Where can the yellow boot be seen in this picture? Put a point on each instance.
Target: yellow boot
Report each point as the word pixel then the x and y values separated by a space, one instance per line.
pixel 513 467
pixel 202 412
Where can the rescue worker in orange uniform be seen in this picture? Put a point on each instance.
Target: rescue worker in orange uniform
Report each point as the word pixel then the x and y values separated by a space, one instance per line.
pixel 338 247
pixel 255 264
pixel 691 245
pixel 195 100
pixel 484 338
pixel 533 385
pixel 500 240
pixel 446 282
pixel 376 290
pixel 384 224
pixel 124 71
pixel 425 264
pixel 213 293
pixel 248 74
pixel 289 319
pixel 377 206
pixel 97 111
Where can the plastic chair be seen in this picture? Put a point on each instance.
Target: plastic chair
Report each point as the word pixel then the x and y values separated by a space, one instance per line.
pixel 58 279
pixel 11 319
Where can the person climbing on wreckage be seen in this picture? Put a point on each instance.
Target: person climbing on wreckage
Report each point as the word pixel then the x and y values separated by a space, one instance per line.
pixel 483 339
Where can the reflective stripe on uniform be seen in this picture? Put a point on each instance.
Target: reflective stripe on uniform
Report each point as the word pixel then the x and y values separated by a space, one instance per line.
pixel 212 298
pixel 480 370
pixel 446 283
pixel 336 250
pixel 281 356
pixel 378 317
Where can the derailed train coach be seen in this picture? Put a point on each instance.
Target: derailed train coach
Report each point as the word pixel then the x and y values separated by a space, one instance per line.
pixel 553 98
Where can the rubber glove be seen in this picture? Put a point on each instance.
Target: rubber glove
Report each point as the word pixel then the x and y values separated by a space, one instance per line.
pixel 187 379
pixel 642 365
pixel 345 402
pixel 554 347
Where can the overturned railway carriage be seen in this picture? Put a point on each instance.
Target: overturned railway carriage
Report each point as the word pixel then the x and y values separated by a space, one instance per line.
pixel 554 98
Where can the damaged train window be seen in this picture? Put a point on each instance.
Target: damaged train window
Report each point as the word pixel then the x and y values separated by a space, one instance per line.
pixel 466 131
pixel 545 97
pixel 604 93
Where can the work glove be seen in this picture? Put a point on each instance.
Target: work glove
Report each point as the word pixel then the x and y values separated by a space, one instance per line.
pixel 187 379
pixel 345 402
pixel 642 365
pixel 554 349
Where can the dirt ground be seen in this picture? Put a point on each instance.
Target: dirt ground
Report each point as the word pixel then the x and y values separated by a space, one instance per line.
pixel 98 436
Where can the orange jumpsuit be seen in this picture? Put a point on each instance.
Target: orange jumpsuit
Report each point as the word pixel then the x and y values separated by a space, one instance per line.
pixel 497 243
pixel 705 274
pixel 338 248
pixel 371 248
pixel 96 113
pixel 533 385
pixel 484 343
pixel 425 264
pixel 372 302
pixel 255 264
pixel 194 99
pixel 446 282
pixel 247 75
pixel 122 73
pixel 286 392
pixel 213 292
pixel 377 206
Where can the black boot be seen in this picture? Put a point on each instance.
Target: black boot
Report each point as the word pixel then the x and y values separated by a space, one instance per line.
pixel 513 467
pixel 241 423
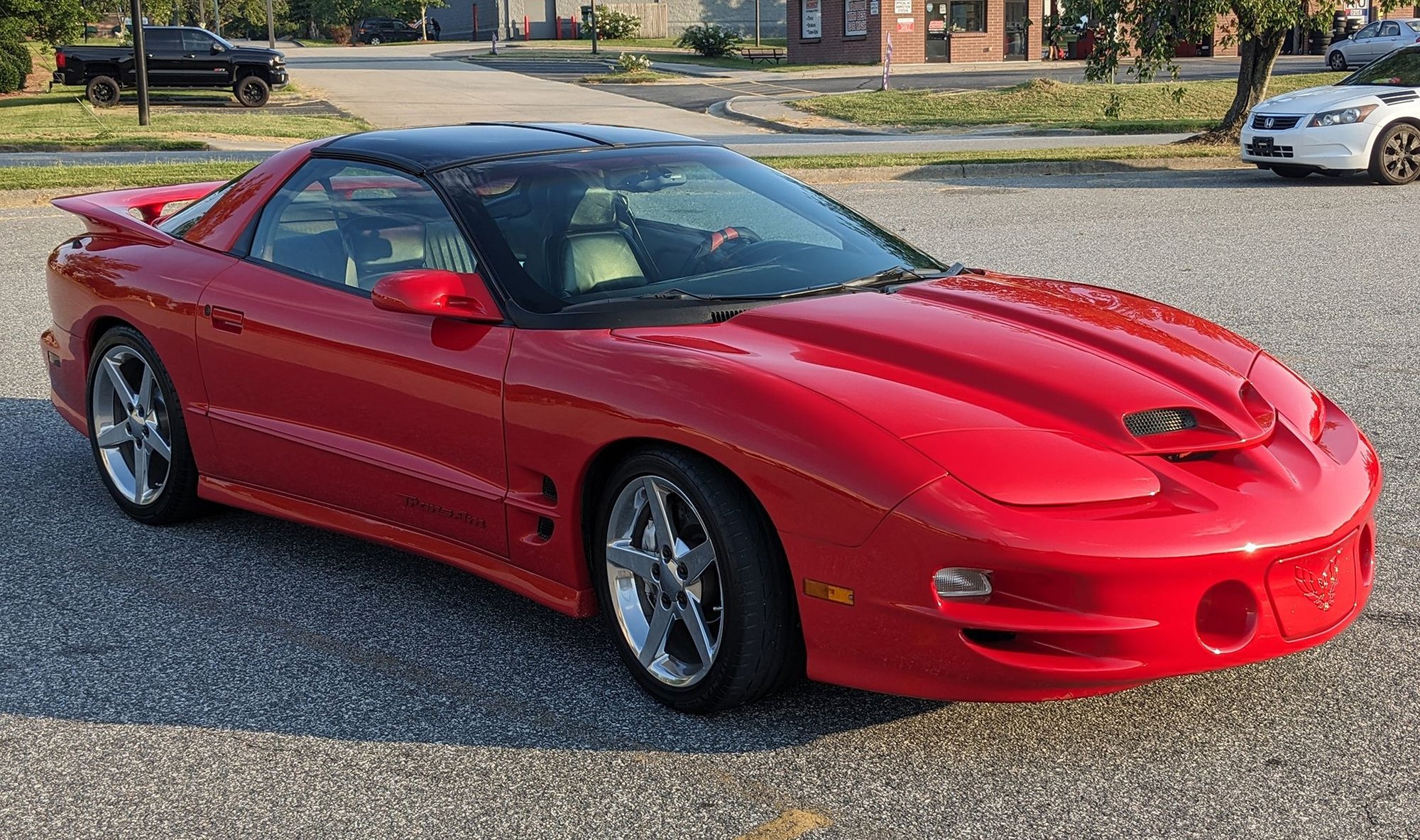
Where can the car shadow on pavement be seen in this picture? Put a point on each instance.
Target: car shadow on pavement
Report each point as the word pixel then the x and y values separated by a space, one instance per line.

▶ Work instructions
Copy all of the material above word for word, leaving out the pictures.

▶ Written reply
Where can the yellow boot be seen in this picture? Put a point on each instance.
Target: yellow boot
Report each point as the word pixel then the x and y values separated by a space, one instance per line.
pixel 513 467
pixel 202 412
Where can the rescue worker in orange uniform be seen in this picture? Put a point on each instance.
Target: rescue worker in orange uniform
Report each point as the word pixel then the x and y values separated by a space, one instance per line.
pixel 338 247
pixel 255 264
pixel 691 245
pixel 195 100
pixel 484 338
pixel 533 385
pixel 500 240
pixel 446 282
pixel 376 290
pixel 384 224
pixel 124 71
pixel 425 264
pixel 213 293
pixel 248 74
pixel 289 319
pixel 377 206
pixel 97 111
Where can the plastic chair be seen in this picture? Put a point on each instance.
Target: plastic chair
Report each point as the word pixel then the x and y values separated by a space, one instance per line.
pixel 58 279
pixel 11 319
Where can the person climbing on wreckage be seen in this picture? Put a point on each instance.
Target: person climbing on wreckage
Report each point as the word pixel then the x and y values separated by a space, one instance per line.
pixel 483 339
Where can the reflective stripe on uniform be seen in this picture? Put a point on each instance.
Target: reflective stripe on uniform
Report each point as the word pixel then the x and y values separated by a space, one instance per line.
pixel 212 298
pixel 480 370
pixel 446 283
pixel 336 250
pixel 281 356
pixel 378 317
Where can the derailed train coach be seen in this picture? Put a point on each instance.
Target: derailed train coach
Report each point as the word pixel then the x and y values separated by a space, one instance per line.
pixel 553 98
Where can the rubber glove be seen in this picture? Put a point on each instance.
Target: rubber glove
Report each point as the word pixel then the x and y values separated by a space, one instance per line.
pixel 187 379
pixel 642 365
pixel 345 402
pixel 554 347
Where can the overturned railway carriage be seen in this picture? Put a point on each instance.
Target: overturned railway carriage
Report each point as the word pixel then the x and y values separated by a space, one instance per line.
pixel 554 98
Where can the damaged train window be seen in this picture? Put a point on each instance.
Target: damaged train window
Report each point as the word pixel then the x and y values separated by a space, one instance per line.
pixel 466 131
pixel 545 97
pixel 604 93
Where can the work glove be seen in this picture? Put a point on each instance.
Target: work glove
Report each point as the word pixel then the x and y values separated by a space, one instance per line.
pixel 187 379
pixel 345 402
pixel 642 365
pixel 554 349
Where can the dirt ground be seen in this picture? Put a point on each instance.
Target: dirt ground
Report each point as the word pixel then the x and y values separated by a space, one instance per line.
pixel 98 436
Where can the orange jumpsuit be seen in this picture? Put a point on each instance.
Target: orange jumpsuit
Report each point as the word pixel then the x and y values separated by a space, one instance per line.
pixel 497 243
pixel 705 274
pixel 338 248
pixel 371 248
pixel 96 113
pixel 533 385
pixel 484 343
pixel 425 264
pixel 372 302
pixel 255 264
pixel 194 99
pixel 446 282
pixel 247 75
pixel 122 73
pixel 286 392
pixel 213 292
pixel 377 206
Where can the black boot be seen in this picture? Put a point on each instance.
Target: black boot
Report each point as the word pixel then the x and y values separated by a space, one instance per line.
pixel 513 467
pixel 241 423
Where can the car shadow on pavement be seen in this picture? Put a point on each instance.
Target: car shadow on pavement
Report each point as the word pixel then the x and y values separated by a space, one instance per line.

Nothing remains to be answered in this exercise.